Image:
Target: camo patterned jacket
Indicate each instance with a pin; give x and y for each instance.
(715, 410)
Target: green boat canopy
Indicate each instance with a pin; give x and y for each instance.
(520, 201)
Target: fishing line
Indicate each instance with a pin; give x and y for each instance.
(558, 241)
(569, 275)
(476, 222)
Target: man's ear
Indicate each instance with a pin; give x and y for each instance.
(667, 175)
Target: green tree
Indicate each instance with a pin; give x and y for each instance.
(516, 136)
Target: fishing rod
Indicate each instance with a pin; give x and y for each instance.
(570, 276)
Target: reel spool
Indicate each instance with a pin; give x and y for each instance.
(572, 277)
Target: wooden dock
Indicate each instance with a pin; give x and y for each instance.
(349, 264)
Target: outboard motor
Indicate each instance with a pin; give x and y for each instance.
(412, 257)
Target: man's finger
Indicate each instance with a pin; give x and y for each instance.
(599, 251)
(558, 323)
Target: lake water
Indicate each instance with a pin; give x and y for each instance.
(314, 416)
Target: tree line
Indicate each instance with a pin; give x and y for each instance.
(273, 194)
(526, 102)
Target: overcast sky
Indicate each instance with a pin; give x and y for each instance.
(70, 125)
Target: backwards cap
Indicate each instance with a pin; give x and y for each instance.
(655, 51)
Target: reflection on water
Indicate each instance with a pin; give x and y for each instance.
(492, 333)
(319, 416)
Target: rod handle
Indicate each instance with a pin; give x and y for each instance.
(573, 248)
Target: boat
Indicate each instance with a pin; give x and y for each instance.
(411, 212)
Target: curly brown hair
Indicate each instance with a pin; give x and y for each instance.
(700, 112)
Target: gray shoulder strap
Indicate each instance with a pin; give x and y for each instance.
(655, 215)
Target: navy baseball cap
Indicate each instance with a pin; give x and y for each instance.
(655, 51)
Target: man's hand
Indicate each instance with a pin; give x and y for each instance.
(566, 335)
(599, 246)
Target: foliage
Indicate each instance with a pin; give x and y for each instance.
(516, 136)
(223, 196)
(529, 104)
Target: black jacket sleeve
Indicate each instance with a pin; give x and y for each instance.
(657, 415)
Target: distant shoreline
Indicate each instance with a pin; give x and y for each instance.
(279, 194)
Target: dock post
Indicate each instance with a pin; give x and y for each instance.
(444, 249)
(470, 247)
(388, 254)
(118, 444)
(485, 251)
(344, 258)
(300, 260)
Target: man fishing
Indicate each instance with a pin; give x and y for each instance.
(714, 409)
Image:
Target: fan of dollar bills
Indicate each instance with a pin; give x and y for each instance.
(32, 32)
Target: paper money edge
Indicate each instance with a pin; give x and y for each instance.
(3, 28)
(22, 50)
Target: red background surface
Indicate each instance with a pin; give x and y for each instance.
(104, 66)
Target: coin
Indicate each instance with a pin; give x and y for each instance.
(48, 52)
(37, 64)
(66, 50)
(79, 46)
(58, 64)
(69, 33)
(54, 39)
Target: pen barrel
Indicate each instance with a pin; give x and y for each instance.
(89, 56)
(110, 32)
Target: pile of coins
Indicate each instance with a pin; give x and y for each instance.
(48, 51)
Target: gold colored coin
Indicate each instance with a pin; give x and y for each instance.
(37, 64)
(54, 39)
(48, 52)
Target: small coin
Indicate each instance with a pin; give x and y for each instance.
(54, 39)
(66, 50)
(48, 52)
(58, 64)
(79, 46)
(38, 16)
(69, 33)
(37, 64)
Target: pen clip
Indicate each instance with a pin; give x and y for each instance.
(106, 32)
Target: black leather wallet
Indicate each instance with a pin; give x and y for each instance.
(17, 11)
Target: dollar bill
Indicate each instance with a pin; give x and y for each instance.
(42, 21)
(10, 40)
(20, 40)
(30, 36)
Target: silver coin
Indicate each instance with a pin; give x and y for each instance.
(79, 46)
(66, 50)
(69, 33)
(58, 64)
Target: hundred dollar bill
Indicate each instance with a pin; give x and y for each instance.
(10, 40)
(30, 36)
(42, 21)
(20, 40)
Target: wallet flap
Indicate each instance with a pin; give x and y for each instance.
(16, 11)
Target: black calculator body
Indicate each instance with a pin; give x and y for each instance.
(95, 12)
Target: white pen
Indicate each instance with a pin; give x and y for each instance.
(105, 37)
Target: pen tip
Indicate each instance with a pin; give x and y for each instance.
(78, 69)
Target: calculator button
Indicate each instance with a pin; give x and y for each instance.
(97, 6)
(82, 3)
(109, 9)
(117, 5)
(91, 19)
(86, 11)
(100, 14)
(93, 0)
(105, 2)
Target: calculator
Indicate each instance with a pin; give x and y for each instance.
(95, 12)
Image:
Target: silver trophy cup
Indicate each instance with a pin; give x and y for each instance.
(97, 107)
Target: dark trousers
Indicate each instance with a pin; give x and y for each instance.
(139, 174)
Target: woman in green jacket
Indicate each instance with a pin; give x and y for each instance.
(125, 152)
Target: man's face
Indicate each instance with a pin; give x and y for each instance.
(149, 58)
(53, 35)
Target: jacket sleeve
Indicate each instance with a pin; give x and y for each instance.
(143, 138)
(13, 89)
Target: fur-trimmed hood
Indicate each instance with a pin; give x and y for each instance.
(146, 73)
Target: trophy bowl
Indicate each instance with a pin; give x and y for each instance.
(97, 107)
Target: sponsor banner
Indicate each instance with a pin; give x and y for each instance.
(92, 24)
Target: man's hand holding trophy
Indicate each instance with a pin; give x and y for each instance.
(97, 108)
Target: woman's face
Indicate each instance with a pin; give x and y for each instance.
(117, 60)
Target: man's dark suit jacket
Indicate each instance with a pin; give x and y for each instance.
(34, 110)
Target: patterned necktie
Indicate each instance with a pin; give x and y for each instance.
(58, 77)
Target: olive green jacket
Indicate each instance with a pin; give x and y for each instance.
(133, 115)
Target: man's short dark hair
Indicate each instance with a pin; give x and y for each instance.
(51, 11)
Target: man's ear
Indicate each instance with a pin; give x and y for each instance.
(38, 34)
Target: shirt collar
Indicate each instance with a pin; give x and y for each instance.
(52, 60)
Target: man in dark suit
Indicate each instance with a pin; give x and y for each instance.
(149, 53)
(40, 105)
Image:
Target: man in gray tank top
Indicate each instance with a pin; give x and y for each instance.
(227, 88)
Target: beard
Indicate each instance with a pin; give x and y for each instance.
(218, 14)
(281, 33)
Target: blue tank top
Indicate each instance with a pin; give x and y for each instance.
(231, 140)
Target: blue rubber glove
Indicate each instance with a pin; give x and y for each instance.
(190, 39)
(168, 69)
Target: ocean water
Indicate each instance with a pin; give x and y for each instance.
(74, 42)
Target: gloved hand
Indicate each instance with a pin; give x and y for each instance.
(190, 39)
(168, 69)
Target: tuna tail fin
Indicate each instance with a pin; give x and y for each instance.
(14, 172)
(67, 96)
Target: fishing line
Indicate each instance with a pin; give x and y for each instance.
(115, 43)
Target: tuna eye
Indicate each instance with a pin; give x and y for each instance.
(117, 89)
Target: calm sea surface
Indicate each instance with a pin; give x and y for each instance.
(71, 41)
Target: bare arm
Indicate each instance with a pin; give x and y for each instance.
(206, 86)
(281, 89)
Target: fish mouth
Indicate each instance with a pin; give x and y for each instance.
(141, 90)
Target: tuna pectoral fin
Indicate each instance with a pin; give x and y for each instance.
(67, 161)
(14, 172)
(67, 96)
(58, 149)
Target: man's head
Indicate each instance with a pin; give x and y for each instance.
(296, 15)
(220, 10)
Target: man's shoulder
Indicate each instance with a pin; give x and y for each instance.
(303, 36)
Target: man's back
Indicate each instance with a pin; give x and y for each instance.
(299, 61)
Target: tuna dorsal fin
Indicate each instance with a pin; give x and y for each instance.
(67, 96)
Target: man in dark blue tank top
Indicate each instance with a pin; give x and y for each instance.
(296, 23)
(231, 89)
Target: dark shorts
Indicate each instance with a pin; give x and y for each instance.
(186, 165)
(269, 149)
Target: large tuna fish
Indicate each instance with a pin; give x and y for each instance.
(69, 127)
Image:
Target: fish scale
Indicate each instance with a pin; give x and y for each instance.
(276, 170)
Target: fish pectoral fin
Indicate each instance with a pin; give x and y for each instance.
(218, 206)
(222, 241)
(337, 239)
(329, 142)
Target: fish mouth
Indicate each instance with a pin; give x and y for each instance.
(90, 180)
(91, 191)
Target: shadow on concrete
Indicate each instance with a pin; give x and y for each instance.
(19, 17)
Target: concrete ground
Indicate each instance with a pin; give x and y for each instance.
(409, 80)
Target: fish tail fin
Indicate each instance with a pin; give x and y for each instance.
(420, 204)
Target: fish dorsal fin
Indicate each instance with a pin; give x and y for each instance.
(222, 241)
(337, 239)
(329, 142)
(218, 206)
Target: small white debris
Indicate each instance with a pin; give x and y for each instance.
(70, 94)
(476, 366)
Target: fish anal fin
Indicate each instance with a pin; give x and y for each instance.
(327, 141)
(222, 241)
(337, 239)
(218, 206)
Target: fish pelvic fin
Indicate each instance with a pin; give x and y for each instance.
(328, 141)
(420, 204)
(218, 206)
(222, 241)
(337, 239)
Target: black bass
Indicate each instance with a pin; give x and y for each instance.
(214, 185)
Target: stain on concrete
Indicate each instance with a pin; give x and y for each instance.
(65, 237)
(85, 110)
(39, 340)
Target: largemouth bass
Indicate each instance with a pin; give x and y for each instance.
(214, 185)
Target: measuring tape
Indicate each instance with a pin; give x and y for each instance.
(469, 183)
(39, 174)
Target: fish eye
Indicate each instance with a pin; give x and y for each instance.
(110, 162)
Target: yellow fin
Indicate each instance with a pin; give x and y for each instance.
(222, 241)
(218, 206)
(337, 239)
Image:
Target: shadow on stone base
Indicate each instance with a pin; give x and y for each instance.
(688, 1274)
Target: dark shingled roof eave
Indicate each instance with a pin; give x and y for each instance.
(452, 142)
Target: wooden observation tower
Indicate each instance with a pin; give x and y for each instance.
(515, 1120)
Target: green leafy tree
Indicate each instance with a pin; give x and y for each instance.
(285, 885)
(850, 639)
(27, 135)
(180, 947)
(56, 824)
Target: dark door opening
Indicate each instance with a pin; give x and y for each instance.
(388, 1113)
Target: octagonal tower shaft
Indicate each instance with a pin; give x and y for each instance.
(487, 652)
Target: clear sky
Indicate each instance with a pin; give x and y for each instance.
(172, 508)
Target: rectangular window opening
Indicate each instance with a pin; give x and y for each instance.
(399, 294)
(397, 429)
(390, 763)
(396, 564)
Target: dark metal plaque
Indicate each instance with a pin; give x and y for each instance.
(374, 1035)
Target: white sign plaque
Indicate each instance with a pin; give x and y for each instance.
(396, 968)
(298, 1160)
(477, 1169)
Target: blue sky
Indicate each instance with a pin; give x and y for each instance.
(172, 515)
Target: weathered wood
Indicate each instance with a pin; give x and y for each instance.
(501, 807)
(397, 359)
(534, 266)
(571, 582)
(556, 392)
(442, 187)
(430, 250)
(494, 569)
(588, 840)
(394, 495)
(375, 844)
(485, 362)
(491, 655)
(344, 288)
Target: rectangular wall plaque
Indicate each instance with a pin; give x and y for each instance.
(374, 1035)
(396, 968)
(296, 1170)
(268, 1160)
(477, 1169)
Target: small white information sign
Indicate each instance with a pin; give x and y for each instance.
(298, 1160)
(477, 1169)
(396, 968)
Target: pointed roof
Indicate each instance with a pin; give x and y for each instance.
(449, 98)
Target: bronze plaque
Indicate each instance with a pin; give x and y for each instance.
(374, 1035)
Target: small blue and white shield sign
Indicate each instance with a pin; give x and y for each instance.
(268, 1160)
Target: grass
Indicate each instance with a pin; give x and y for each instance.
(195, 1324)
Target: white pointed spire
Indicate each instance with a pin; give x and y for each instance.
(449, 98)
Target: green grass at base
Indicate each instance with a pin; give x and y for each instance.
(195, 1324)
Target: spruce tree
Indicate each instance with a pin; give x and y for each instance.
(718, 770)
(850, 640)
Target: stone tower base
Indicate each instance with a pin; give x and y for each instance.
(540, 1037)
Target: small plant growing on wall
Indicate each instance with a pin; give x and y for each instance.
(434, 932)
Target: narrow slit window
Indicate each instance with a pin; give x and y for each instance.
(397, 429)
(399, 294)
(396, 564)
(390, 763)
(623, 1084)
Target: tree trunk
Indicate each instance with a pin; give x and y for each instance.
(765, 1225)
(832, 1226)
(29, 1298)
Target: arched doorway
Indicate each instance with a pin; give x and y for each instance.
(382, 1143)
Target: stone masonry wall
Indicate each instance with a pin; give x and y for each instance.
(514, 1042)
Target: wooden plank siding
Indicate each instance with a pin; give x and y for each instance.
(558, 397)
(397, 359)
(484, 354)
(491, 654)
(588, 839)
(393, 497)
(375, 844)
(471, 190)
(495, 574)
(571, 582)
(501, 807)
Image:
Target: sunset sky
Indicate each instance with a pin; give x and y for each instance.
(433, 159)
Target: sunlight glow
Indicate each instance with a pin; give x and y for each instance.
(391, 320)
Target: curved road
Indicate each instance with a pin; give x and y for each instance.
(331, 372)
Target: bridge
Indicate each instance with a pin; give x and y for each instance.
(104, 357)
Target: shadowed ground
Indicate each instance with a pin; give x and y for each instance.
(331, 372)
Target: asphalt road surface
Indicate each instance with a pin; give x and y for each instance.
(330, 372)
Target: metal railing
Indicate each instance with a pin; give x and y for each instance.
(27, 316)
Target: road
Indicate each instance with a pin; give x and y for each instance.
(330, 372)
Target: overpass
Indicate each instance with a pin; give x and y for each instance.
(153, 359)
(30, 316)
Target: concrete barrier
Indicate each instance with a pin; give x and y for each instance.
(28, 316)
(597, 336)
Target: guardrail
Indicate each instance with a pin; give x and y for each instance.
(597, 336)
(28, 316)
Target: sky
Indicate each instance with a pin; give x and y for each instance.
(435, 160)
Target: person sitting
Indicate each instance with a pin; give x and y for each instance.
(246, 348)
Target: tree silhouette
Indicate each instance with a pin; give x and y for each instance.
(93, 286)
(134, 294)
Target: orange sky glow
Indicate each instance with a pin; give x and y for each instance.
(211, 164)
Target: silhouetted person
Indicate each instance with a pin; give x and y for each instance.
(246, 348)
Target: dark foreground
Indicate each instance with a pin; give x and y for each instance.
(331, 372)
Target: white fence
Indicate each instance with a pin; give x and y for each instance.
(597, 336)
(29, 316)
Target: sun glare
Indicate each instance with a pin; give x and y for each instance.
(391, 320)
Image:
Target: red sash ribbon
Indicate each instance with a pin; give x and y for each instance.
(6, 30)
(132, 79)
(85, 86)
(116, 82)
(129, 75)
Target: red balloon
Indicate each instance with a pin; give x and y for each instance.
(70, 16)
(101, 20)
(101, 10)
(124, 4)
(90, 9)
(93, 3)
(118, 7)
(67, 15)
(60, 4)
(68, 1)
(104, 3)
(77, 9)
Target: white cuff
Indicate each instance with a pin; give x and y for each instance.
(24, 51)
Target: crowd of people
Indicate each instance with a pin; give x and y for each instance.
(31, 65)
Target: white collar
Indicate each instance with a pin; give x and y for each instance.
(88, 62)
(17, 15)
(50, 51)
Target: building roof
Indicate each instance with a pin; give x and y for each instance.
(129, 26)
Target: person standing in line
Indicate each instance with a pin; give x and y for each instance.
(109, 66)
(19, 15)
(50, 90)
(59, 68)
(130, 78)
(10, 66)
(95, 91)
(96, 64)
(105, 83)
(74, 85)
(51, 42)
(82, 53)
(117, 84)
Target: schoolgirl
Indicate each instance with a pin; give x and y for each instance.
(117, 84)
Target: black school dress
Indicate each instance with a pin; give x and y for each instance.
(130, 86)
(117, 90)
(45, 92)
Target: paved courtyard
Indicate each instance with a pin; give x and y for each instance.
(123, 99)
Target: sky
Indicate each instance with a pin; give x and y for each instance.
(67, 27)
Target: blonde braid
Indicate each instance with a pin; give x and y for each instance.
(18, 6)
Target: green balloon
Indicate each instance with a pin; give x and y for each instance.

**Task statement**
Exactly and only the lines from the one containing "Target: dark foreground" through the end of the material are to be reproduced, both ends included.

**Response to the task**
Target: dark foreground
Indicate each instance with a pin; give x and y for each instance.
(331, 372)
Target: white fence
Indicate each instance with a pin; give x and y for each instance.
(597, 336)
(29, 316)
Target: sun glare
Indicate each instance with a pin; give x and y for each instance.
(391, 320)
Image:
Target: red sash ribbon
Indicate each instance with a pin; give x and y for each instance.
(6, 30)
(132, 79)
(85, 86)
(116, 82)
(129, 75)
Target: red balloon
Indicate each instance with a pin; give x and y for each instance.
(70, 16)
(101, 20)
(101, 10)
(124, 4)
(90, 9)
(93, 3)
(118, 7)
(67, 15)
(60, 4)
(68, 1)
(104, 3)
(77, 9)
Target: white cuff
Indicate each instance with a pin; give x and y for each instance.
(24, 51)
Target: crowd of people
Indicate each instance with a pin; give x and y for each instance.
(31, 65)
Target: white collar
Indicate each instance with a pin; give x and y for each instance.
(88, 62)
(17, 15)
(50, 51)
Target: building roof
Indicate each instance with a pin; give x and y for each instance.
(129, 26)
Target: person standing in line
Indicate each instance with a pin; give x and y for each instance.
(109, 66)
(19, 15)
(50, 90)
(59, 68)
(130, 78)
(10, 66)
(95, 91)
(96, 64)
(105, 83)
(74, 85)
(51, 42)
(82, 53)
(117, 84)
Target: schoolgirl
Indicate each instance with a pin; give x and y for each instance.
(117, 84)
Target: black school dress
Indicate each instance with a pin; give x and y for each instance.
(130, 86)
(117, 90)
(45, 92)
Target: paved courtyard
Indicate each instance with a pin; give x and y for each instance.
(123, 99)
Target: sky
Indicate each instance with a pin; give x and y for each instance.
(67, 27)
Target: blonde braid
Indicate each instance with a pin; give x and y for each instance.
(18, 6)
Target: green balloon
Indicate each instance with a pin; give x and y for each instance.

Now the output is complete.